● **Problem set**
1) According to the RISC-V kprobes patch message, what API does the patch implement for RISC-V?
2) Duplicate the stretch of the RISC-V kprobes patch message from "Address the issue" through "- Include linux/execmem.h.".
3) Pick up the RISC-V kprobes patch message from its final line and continue it.

● **Provided passage**
--- Begin ---

Jarkko Sakkinen March 25, 2024, 9:55 p.m. UTC
Tacing with kprobes while running a monolithic kernel is currently
impossible due the kernel module allocator dependency.

Address the issue by implementing textmem API for RISC-V.

Link: https://www.sochub.fi # for power on testing new SoC's with a minimal stack
Link: https://lore.kernel.org/all/20220608000014.3054333-1-jarkko@profian.com/ # continuation
Signed-off-by: Jarkko Sakkinen <jarkko@kernel.org>
---
v5:
- No changes, expect removing alloc_execmem() call which should have
  been part of the previous patch.
v4:
- Include linux/execmem.h.

--- End ---

● **Supplied entries**

--- Begin ---

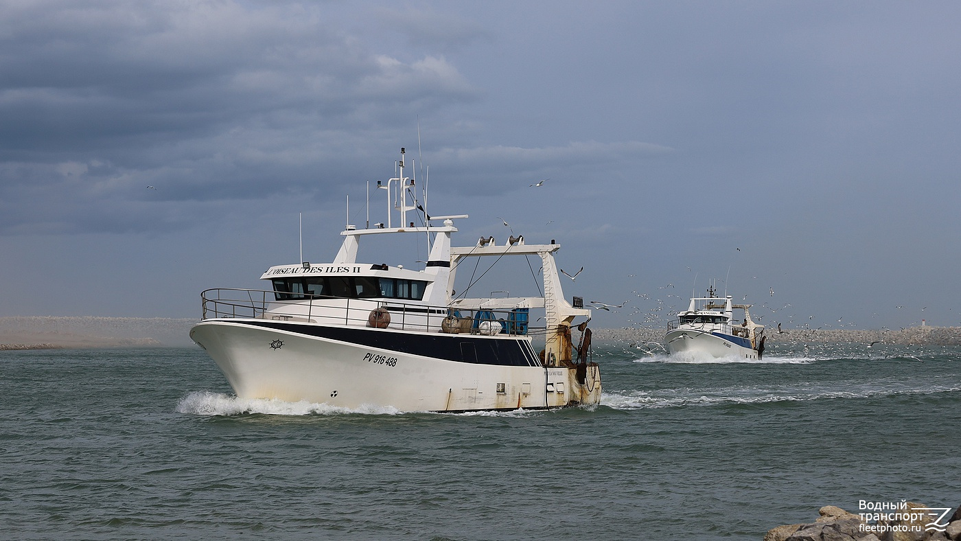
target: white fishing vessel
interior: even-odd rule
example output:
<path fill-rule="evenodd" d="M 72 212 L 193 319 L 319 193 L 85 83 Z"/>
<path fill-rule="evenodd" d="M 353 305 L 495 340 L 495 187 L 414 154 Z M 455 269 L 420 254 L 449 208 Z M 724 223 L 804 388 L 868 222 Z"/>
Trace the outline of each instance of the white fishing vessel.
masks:
<path fill-rule="evenodd" d="M 760 359 L 764 355 L 764 326 L 751 319 L 751 305 L 735 305 L 730 295 L 715 296 L 713 286 L 706 297 L 693 297 L 687 309 L 671 322 L 664 341 L 672 354 L 702 353 L 714 357 L 734 357 Z M 734 310 L 744 311 L 743 319 Z"/>
<path fill-rule="evenodd" d="M 601 373 L 590 359 L 586 325 L 590 309 L 578 297 L 573 304 L 564 299 L 554 262 L 560 245 L 527 244 L 522 235 L 511 235 L 500 244 L 488 236 L 452 246 L 454 220 L 467 215 L 428 216 L 417 203 L 415 180 L 404 176 L 404 155 L 402 148 L 399 173 L 385 184 L 378 182 L 387 191 L 386 224 L 347 225 L 331 262 L 270 267 L 260 277 L 270 289 L 204 291 L 203 319 L 190 330 L 193 341 L 240 398 L 402 411 L 599 404 Z M 396 226 L 394 213 L 400 215 Z M 407 222 L 408 213 L 422 224 Z M 361 237 L 402 234 L 432 237 L 422 269 L 357 260 Z M 461 261 L 507 256 L 540 258 L 541 295 L 456 295 Z M 532 320 L 531 310 L 543 312 L 545 327 L 532 325 L 539 318 Z M 577 318 L 583 321 L 576 326 L 580 336 L 575 346 Z M 539 353 L 534 338 L 543 348 Z"/>

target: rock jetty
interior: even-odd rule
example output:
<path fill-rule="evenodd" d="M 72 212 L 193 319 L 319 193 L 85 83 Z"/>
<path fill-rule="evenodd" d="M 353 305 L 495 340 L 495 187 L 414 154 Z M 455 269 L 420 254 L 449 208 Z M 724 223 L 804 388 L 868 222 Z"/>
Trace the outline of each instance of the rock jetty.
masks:
<path fill-rule="evenodd" d="M 862 514 L 848 512 L 835 505 L 820 509 L 821 517 L 810 524 L 778 526 L 768 531 L 764 541 L 959 541 L 961 507 L 947 529 L 936 528 L 927 505 L 907 502 L 904 508 Z M 941 529 L 944 529 L 943 531 Z"/>

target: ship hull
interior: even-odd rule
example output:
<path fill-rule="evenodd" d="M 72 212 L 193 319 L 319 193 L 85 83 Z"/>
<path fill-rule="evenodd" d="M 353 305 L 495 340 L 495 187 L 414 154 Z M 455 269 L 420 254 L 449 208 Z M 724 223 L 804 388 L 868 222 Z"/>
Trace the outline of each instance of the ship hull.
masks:
<path fill-rule="evenodd" d="M 752 349 L 751 341 L 741 336 L 727 334 L 719 331 L 675 329 L 665 336 L 671 354 L 690 352 L 714 357 L 758 358 L 757 351 Z"/>
<path fill-rule="evenodd" d="M 348 409 L 471 411 L 597 404 L 597 365 L 540 364 L 527 337 L 213 319 L 190 337 L 240 398 Z"/>

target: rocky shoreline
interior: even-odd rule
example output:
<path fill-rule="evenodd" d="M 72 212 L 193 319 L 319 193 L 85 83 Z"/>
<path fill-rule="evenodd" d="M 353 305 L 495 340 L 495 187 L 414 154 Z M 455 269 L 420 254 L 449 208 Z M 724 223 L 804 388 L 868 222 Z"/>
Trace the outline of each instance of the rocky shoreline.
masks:
<path fill-rule="evenodd" d="M 189 345 L 190 318 L 0 317 L 0 351 Z"/>
<path fill-rule="evenodd" d="M 835 505 L 821 507 L 813 523 L 778 526 L 764 541 L 958 541 L 961 540 L 961 507 L 947 527 L 927 505 L 899 503 L 895 509 L 854 514 Z M 938 523 L 944 525 L 945 523 Z"/>

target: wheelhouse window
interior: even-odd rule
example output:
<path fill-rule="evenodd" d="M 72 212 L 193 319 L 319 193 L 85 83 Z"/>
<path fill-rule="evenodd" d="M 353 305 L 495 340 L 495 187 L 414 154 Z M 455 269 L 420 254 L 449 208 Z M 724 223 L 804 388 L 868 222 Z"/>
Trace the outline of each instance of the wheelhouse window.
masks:
<path fill-rule="evenodd" d="M 274 296 L 278 301 L 316 297 L 421 301 L 427 289 L 426 281 L 373 276 L 275 278 L 272 282 Z"/>

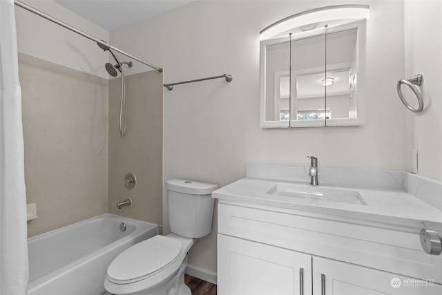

--- End ---

● **Answer set**
1) The textmem API.

2)
Address the issue by implementing textmem API for RISC-V.

Link: https://www.sochub.fi # for power on testing new SoC's with a minimal stack
Link: https://lore.kernel.org/all/20220608000014.3054333-1-jarkko@profian.com/ # continuation
Signed-off-by: Jarkko Sakkinen <jarkko@kernel.org>
---
v5:
- No changes, expect removing alloc_execmem() call which should have
  been part of the previous patch.
v4:
- Include linux/execmem.h.

3)
v3:
- Architecture independent parts have been split to separate patches.
- Do not change arch/riscv/kernel/module.c as it is out of scope for
  this patch set now.
v2:
- Better late than never right? :-)
- Focus only to RISC-V for now to make the patch more digestable. This
  is the arch where I use the patch on a daily basis to help with QA.
- Introduce HAVE_KPROBES_ALLOC flag to help with more gradual migration.
---
 arch/riscv/Kconfig          |  1 +
 arch/riscv/kernel/Makefile  |  3 +++
 arch/riscv/kernel/execmem.c | 22 ++++++++++++++++++++++
 3 files changed, 26 insertions(+)
 create mode 100644 arch/riscv/kernel/execmem.c

Comments

Alexandre Ghiti March 26, 2024, 1:57 p.m. UTC | #1
Hi Jarkko,

On 25/03/2024 22:55, Jarkko Sakkinen wrote:
> Tacing with kprobes while running a monolithic kernel is currently
> impossible due the kernel module allocator dependency.
>
> Address the issue by implementing textmem API for RISC-V.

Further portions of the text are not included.